(Records shown)

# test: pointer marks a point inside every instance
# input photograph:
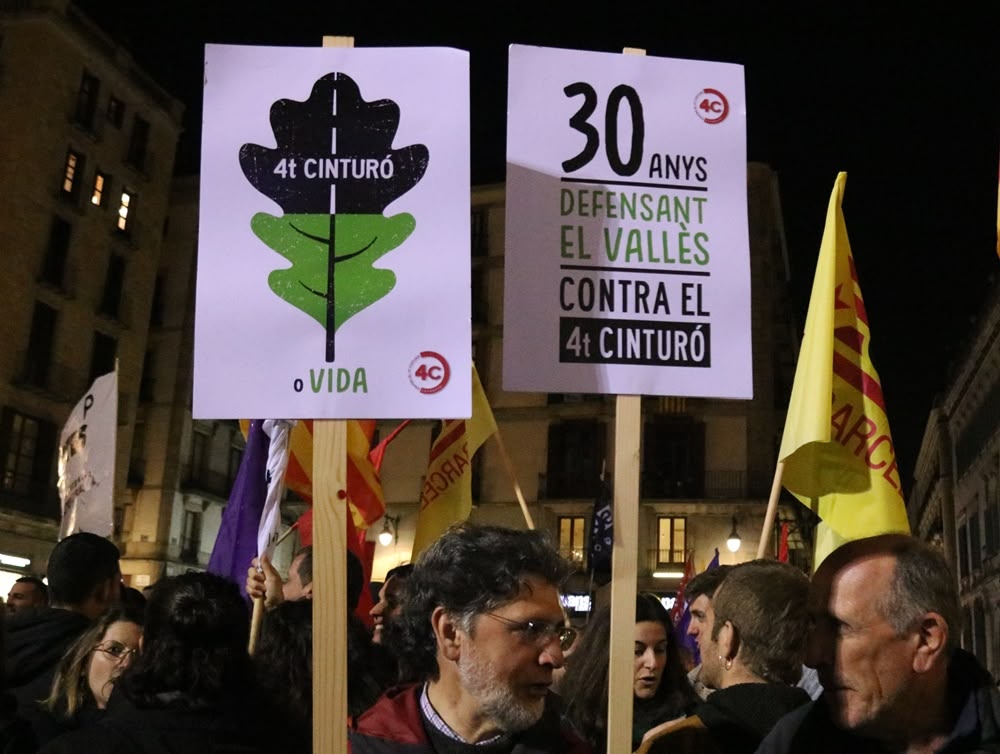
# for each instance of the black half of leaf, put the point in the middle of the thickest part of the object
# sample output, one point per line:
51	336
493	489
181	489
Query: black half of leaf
334	153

(End Records shown)

__Task prompt__
What comes back should match the records exactly, minus any pictures.

__Response to the exercise__
# test: pointer marks a point inside every instance
# input photograph:
# for each instance of the black half of leaf, put the point in the middle of the thickest part of the object
# sample output, one point per line:
51	336
493	489
181	489
Query: black half of leaf
334	153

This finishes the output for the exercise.